Material for this exercise:

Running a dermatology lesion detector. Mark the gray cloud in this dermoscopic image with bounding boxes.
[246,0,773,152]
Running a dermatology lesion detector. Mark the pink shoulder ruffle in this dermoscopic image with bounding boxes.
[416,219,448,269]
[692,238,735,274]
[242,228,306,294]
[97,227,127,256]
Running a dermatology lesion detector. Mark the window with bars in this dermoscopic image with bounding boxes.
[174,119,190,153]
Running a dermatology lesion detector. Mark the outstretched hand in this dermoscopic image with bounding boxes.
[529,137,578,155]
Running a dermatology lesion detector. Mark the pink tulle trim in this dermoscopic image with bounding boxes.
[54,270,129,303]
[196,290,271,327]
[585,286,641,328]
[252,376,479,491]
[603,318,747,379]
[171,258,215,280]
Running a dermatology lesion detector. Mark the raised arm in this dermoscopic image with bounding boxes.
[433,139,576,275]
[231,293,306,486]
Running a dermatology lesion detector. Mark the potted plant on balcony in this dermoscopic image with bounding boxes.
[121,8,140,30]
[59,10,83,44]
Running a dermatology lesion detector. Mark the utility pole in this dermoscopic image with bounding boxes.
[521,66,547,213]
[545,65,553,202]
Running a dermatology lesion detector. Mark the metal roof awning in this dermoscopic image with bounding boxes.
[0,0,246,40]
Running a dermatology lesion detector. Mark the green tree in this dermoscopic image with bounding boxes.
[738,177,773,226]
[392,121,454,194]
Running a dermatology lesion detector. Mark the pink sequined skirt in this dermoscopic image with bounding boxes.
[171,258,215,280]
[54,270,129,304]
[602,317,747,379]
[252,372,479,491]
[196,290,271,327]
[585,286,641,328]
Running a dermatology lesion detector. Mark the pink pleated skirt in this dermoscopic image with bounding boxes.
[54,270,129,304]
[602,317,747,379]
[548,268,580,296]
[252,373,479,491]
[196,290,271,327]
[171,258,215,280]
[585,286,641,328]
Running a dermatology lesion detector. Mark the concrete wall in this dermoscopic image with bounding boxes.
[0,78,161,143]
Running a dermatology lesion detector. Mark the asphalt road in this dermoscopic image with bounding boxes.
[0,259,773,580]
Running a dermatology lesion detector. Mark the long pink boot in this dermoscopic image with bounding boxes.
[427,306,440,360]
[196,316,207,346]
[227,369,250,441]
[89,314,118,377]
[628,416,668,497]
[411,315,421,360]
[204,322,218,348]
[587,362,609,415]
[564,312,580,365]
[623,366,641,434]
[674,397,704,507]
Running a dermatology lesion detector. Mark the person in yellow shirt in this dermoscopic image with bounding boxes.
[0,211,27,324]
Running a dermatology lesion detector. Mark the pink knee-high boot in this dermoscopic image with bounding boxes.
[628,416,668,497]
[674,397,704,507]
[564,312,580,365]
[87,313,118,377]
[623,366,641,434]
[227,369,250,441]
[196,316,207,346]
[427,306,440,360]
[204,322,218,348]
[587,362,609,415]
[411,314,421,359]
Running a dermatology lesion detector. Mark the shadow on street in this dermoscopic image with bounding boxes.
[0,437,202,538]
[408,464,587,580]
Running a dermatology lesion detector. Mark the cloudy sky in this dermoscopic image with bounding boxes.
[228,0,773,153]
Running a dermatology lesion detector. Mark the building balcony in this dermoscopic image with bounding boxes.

Job: Reproduce the part of the material that opens with the line containing "Running a dermatology lesion detector. Mark the pink sequined" and closes with the line containing "[0,211,27,324]", swapping "asphalt road" for "paved street" and changing nothing else.

Output of the task:
Running a dermatology lesion detector. Mark the pink sequined skirt in this dermoscopic image with bounding boxes.
[171,258,215,280]
[54,270,129,304]
[602,317,747,379]
[252,372,479,491]
[196,290,271,327]
[585,286,641,328]
Running a dermatology lesion detector. Mark the pink pleated skirt in this dermoscopic image with bounding boxes.
[54,270,129,304]
[602,317,747,379]
[548,268,580,296]
[252,373,479,491]
[196,290,271,327]
[171,258,215,280]
[585,286,641,328]
Running a dermatology lesion detector. Mark the concrete wall in this dermoscopic image with bounding boxes.
[0,78,161,143]
Running a dermatology lesion detector. Mark the paved street in this dermoscopic image with bounding boxes.
[0,259,773,580]
Running a dermatology lesion detector. Mark the long pink boot in this dermoscopic image with bounding boxes.
[427,306,440,360]
[196,316,207,346]
[227,369,250,441]
[89,314,118,377]
[628,416,668,497]
[411,315,421,360]
[204,322,218,348]
[587,362,609,415]
[564,312,580,365]
[623,366,641,434]
[674,397,704,507]
Running a dermatology lesion detector. Mark the person in yellow shirt in this dermoscopic image with bounding boxes.
[0,211,27,324]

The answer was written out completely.